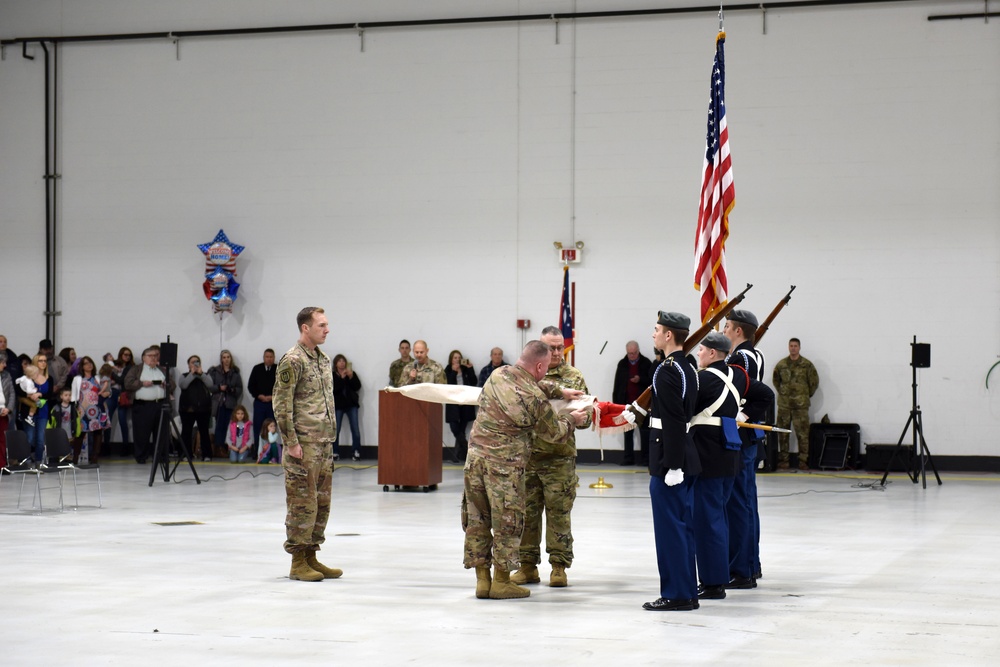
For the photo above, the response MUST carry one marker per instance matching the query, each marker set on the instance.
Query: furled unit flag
(718, 196)
(566, 313)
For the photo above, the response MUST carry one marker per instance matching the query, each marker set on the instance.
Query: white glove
(674, 477)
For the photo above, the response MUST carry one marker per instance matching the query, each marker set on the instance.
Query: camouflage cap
(744, 316)
(673, 320)
(716, 341)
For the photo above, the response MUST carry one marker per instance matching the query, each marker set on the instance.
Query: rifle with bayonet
(640, 407)
(762, 329)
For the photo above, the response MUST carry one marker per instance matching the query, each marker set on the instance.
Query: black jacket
(345, 391)
(675, 392)
(619, 393)
(460, 413)
(261, 382)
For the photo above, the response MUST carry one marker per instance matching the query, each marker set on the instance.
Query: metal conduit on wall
(51, 103)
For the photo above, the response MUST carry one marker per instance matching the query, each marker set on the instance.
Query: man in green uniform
(795, 381)
(421, 369)
(305, 416)
(513, 409)
(550, 483)
(397, 366)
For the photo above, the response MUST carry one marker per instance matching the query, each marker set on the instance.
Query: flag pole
(572, 306)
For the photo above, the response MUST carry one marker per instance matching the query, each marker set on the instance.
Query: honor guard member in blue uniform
(673, 466)
(717, 439)
(744, 521)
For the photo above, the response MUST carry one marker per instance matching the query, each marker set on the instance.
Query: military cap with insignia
(673, 320)
(744, 316)
(716, 341)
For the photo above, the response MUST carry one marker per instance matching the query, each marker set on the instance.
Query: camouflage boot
(301, 569)
(502, 589)
(483, 582)
(526, 574)
(327, 572)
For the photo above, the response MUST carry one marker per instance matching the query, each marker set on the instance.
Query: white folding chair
(59, 448)
(19, 463)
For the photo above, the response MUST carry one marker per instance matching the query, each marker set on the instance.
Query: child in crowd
(66, 417)
(270, 442)
(238, 435)
(29, 385)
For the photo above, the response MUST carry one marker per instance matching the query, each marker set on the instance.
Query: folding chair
(58, 446)
(19, 463)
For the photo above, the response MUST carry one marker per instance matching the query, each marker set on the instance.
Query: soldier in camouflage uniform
(513, 410)
(397, 366)
(795, 380)
(305, 416)
(421, 369)
(550, 483)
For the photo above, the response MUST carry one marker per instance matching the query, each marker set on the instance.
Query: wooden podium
(409, 442)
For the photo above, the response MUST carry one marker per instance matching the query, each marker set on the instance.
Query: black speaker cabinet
(168, 354)
(834, 446)
(921, 355)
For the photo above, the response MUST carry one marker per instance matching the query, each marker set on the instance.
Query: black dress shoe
(712, 592)
(741, 583)
(663, 604)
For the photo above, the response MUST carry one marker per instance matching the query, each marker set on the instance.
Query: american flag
(566, 313)
(718, 196)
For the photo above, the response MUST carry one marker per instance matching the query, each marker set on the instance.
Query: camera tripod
(921, 453)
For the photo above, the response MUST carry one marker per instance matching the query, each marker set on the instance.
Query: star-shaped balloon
(221, 251)
(223, 299)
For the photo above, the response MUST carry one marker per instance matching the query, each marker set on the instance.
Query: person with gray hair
(513, 410)
(632, 377)
(150, 385)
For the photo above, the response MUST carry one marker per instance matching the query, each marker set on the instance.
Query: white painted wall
(415, 189)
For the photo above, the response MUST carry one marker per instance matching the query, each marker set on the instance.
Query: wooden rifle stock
(762, 329)
(640, 407)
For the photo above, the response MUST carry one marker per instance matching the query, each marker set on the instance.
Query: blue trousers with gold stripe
(673, 530)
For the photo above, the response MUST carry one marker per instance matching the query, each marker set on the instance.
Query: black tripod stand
(165, 431)
(920, 358)
(165, 425)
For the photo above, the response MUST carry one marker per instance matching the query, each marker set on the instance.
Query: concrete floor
(853, 575)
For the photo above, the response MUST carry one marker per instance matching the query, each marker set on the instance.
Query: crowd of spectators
(114, 408)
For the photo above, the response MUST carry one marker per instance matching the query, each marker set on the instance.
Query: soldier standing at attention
(397, 366)
(421, 369)
(550, 483)
(513, 410)
(673, 466)
(795, 380)
(744, 520)
(304, 413)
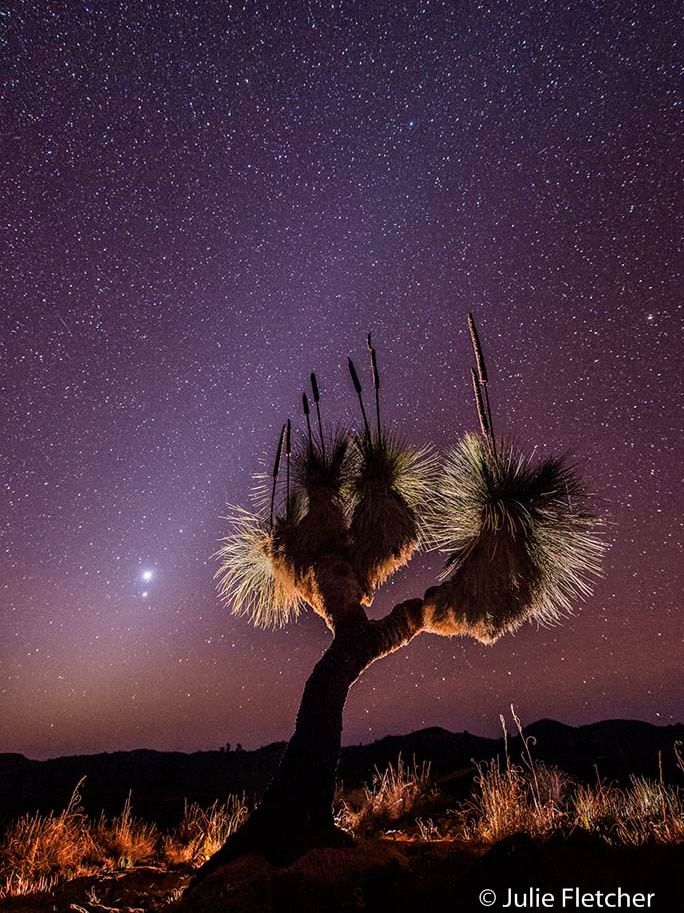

- - -

__What you will do__:
Please count the lines in the data above that contain the string "folding" and give only that number.

__Final result__:
2